*Data shown:*
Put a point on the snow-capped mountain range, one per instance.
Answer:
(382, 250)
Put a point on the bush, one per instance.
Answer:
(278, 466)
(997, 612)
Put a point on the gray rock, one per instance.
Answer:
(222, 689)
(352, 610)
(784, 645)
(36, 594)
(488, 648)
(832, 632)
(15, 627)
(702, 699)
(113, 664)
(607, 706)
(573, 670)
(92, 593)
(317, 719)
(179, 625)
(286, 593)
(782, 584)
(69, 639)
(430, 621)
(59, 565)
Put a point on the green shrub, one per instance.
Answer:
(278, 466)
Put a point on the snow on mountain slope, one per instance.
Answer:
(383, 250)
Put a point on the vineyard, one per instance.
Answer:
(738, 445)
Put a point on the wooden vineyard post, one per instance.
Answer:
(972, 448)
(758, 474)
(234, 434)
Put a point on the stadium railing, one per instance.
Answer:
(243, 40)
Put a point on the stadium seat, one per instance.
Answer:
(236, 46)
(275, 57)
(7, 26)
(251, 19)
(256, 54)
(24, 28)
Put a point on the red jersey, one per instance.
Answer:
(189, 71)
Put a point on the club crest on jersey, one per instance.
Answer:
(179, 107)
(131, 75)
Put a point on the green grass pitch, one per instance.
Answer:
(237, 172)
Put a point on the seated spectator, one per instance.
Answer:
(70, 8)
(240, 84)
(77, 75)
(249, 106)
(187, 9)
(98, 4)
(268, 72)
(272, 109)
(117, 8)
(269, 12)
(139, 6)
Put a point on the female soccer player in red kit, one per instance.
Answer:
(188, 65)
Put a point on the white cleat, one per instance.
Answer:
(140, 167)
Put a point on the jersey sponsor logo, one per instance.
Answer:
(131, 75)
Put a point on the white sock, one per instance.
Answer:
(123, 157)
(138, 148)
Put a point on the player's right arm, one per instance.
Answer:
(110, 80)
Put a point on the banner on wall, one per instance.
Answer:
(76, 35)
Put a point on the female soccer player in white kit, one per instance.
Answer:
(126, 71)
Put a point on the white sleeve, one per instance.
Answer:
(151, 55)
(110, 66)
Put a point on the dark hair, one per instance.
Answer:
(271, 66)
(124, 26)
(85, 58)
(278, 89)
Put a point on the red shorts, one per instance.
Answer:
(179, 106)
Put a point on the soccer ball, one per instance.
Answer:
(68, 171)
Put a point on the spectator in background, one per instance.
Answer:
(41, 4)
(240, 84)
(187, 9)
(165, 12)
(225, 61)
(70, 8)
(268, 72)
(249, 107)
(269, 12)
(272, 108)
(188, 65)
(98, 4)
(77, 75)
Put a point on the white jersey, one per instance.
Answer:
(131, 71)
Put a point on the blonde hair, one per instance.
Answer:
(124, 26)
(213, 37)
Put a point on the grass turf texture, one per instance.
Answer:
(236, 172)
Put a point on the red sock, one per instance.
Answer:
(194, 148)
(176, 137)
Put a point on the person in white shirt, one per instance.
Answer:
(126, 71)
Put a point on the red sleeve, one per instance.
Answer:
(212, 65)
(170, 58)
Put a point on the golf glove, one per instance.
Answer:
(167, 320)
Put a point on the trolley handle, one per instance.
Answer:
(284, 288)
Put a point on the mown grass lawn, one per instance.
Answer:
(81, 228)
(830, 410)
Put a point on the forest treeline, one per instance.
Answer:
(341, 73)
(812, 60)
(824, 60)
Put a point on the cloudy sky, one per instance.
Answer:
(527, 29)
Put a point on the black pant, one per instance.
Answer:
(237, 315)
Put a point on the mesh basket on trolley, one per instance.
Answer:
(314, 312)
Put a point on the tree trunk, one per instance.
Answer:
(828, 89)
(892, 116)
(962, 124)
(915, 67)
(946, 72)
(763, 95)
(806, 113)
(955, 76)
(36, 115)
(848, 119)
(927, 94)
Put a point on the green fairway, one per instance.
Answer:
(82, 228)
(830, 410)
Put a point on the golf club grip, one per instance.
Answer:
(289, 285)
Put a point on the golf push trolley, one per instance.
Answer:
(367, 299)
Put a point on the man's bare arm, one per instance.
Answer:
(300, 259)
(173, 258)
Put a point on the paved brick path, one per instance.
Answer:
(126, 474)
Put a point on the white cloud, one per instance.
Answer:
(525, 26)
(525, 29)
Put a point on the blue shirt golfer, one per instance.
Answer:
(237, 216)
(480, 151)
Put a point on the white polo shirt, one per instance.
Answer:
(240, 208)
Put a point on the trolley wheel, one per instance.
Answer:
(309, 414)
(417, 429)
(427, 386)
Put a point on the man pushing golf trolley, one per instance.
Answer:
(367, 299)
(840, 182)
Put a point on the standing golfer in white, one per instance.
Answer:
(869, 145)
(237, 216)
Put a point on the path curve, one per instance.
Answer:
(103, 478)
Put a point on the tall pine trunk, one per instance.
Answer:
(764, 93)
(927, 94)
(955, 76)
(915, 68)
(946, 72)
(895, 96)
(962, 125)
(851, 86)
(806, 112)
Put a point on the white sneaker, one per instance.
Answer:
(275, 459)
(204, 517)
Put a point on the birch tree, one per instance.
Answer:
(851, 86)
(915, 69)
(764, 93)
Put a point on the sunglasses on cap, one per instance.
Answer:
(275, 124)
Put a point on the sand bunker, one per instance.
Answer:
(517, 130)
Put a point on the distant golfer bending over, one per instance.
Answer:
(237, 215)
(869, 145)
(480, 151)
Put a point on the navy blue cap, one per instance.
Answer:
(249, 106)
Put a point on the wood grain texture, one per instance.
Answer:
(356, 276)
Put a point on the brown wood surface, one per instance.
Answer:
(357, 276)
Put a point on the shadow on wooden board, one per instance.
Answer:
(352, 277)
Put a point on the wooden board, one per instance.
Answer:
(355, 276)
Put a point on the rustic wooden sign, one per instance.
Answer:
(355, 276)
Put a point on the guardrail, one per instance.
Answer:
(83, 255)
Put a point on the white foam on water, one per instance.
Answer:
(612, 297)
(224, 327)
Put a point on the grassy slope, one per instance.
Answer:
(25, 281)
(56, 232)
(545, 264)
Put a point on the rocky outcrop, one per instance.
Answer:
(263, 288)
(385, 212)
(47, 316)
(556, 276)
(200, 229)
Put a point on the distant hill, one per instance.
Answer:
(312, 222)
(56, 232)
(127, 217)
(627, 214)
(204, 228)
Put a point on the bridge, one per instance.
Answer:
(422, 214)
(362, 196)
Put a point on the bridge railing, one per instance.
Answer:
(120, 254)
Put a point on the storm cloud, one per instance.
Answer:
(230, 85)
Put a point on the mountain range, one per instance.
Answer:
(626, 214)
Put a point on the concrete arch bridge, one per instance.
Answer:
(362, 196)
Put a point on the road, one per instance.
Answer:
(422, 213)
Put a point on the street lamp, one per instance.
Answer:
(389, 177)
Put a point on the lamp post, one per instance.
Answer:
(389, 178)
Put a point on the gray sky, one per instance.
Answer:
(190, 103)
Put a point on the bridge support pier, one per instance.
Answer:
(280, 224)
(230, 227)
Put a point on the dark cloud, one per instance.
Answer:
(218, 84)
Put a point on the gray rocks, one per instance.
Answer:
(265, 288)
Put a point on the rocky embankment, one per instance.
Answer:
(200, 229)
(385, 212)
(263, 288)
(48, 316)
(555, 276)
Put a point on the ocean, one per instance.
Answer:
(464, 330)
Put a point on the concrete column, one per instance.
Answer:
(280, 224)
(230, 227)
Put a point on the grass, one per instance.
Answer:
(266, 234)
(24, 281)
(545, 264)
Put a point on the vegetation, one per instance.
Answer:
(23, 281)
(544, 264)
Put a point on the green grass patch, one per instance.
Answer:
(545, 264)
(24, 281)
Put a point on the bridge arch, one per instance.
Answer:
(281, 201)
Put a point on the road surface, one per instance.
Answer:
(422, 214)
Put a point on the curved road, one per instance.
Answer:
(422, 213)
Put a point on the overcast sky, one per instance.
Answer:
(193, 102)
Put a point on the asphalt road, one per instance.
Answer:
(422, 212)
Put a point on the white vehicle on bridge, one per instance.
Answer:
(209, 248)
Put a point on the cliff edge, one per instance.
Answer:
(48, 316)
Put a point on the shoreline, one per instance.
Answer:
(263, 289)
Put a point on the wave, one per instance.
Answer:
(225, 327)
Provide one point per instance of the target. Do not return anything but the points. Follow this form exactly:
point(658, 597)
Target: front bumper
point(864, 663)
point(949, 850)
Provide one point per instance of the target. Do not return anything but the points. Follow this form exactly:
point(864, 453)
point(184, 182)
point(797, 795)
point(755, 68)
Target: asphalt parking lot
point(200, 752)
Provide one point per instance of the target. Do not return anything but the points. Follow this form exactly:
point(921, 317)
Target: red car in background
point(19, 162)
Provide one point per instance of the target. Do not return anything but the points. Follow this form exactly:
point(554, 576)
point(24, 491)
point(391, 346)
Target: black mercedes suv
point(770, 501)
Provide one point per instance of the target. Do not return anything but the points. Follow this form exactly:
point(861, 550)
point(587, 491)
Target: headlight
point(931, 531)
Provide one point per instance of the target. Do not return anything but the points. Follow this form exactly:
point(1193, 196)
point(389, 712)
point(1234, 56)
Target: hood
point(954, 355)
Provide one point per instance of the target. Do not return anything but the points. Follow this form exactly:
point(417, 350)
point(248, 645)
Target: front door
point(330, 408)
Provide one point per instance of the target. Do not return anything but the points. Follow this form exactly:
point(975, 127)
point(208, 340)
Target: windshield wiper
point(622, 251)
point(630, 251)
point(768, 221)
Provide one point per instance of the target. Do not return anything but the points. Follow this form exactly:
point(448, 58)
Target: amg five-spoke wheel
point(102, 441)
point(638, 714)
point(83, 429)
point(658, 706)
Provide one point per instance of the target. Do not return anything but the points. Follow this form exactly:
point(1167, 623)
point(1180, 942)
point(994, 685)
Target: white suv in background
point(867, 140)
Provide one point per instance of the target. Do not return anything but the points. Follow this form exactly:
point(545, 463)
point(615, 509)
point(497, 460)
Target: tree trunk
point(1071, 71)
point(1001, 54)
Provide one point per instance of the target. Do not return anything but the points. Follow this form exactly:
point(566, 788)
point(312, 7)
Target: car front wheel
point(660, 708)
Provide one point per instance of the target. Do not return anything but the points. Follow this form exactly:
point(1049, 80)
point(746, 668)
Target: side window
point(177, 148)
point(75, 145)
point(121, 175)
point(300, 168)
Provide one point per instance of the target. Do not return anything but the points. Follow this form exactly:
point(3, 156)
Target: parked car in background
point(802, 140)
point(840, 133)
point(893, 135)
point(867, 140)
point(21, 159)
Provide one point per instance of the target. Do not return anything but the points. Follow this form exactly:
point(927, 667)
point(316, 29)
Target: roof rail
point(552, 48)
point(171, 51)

*Task requirements:*
Could you please find every line of the listing above holding the string "bridge" and copy it?

*Answer to the exercise:*
Put a point on the bridge, one per instance.
Put a point on the bridge railing, one per instance.
Put a point on the concrete arch bridge, one per instance.
Put a point on the bridge support pier, one per instance.
Put a point on the bridge arch, one per instance.
Put a point on the white vehicle on bridge, one per instance.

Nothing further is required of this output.